### Instructions to follow
Only the text of the records belongs in the answer, copied exactly, with every picture omitted.

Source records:
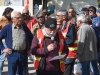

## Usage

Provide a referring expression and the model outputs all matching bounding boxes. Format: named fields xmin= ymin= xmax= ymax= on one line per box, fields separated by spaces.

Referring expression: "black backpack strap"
xmin=44 ymin=39 xmax=48 ymax=56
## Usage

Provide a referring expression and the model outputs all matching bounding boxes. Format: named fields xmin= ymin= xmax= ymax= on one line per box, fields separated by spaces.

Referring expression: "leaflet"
xmin=49 ymin=54 xmax=66 ymax=61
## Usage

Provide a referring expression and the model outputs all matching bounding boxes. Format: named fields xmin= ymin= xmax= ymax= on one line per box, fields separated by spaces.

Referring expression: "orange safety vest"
xmin=62 ymin=21 xmax=71 ymax=38
xmin=62 ymin=21 xmax=78 ymax=58
xmin=34 ymin=29 xmax=65 ymax=72
xmin=67 ymin=35 xmax=78 ymax=58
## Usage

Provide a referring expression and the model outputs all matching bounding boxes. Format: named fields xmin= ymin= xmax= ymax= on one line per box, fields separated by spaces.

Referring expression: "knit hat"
xmin=81 ymin=7 xmax=89 ymax=11
xmin=45 ymin=18 xmax=57 ymax=29
xmin=77 ymin=11 xmax=85 ymax=15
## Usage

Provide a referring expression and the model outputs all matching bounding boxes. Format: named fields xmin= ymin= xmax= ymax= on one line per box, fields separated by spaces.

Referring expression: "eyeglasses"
xmin=37 ymin=16 xmax=44 ymax=19
xmin=14 ymin=17 xmax=22 ymax=19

### Exercise result
## Usage

Provide a referring expression and the model outputs all matching bounding boxes. Format: named fields xmin= ymin= xmax= ymax= on one line per box, fields separated by spaces.

Referring expression: "black backpack strap"
xmin=44 ymin=39 xmax=48 ymax=56
## Usage

Provide a referring expression and the model outputs all matching bounding boxes. Format: named fields xmin= ymin= xmax= ymax= on one line per box, fields separated by spaces.

Referring expression: "leaflet"
xmin=49 ymin=54 xmax=66 ymax=61
## Usage

Provide a referring expression and the model outputs all matching bounding boxes. Format: named fields xmin= ymin= xmax= ymax= on one line per box, fields separated by spaces.

Referring expression: "orange safety vest"
xmin=62 ymin=21 xmax=71 ymax=38
xmin=62 ymin=21 xmax=78 ymax=58
xmin=34 ymin=29 xmax=65 ymax=72
xmin=67 ymin=35 xmax=78 ymax=58
## Usage

Provide a referring expression and the model outputs all matching bounding boxes. Format: named fields xmin= ymin= xmax= ymax= on one line per box, fields separated by spaces.

Referring expression: "knit hat"
xmin=81 ymin=7 xmax=89 ymax=11
xmin=45 ymin=18 xmax=57 ymax=29
xmin=77 ymin=11 xmax=85 ymax=15
## Usage

Provide a referring expression and the model outputs all matching bounding boxes. Format: named fields xmin= ymin= xmax= ymax= on one line per box, fields separated by spaces.

Referring expression: "eyeglasses"
xmin=37 ymin=16 xmax=44 ymax=19
xmin=14 ymin=17 xmax=22 ymax=19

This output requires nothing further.